Stated goal: Count the lines in the rows below that contain the string "white", treating uppercase and lowercase letters as different, and reply with the number alone.

Supplied entries:
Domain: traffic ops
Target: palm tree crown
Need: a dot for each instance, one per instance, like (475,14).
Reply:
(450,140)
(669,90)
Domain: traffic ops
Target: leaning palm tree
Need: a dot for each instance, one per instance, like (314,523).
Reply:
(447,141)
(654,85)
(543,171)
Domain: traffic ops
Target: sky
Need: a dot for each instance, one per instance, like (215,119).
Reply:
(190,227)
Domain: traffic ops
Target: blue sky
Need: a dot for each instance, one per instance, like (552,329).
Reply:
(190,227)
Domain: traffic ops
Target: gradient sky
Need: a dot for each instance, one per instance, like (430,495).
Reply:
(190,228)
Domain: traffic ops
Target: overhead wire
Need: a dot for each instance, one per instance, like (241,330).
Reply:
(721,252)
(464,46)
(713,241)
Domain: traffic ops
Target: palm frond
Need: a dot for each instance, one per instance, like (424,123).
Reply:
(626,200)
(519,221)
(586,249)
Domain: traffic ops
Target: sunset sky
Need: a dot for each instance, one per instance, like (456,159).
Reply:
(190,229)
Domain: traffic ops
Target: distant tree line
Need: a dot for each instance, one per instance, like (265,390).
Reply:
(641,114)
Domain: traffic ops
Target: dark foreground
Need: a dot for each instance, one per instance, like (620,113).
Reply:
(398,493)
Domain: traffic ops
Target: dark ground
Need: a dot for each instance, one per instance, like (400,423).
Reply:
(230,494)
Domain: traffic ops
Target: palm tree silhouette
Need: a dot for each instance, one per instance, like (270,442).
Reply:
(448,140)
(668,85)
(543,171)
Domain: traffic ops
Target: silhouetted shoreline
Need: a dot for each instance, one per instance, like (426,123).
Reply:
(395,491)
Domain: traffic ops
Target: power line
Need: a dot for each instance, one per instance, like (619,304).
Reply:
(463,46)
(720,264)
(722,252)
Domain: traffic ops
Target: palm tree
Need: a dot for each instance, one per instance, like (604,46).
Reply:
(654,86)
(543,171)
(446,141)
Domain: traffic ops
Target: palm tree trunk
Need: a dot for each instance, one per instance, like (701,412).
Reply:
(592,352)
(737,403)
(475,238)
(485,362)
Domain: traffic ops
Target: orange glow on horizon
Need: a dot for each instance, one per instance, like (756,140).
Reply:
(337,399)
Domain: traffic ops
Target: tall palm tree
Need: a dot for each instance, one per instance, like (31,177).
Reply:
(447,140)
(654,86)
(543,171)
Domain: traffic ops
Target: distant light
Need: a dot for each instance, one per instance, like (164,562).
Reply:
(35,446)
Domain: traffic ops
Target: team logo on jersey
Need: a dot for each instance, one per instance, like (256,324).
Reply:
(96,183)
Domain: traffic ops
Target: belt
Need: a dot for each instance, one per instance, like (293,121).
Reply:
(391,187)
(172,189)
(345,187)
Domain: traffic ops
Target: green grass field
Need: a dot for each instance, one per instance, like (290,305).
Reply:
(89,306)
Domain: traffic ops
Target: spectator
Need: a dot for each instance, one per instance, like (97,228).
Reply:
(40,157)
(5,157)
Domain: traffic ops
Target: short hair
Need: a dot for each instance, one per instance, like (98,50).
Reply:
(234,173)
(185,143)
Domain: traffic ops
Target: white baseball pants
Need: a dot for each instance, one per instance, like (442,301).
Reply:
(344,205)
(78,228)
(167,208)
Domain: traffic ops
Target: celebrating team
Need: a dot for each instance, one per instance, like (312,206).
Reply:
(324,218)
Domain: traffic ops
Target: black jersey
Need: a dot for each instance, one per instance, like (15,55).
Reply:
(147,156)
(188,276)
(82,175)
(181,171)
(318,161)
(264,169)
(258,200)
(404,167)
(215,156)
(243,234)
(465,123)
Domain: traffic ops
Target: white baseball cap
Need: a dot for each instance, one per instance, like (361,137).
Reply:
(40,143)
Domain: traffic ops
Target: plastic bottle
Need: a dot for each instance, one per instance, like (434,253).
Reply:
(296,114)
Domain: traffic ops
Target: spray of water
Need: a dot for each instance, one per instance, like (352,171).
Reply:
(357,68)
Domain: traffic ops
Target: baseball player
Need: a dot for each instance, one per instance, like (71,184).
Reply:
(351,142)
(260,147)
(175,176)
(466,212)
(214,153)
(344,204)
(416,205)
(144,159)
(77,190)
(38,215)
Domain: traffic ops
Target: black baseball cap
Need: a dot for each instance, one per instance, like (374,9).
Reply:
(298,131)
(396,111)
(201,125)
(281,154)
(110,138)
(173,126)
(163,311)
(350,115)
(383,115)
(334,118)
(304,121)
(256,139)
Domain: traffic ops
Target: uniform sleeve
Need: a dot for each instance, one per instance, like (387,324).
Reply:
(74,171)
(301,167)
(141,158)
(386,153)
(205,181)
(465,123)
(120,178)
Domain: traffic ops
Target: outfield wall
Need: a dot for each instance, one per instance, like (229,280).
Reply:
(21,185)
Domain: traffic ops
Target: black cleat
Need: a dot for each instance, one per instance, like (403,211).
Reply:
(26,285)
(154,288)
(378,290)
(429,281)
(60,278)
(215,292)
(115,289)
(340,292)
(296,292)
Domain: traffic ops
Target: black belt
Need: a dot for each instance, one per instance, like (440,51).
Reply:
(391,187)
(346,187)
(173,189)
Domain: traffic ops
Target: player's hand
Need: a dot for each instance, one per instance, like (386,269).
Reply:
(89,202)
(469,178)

Worked solution: 2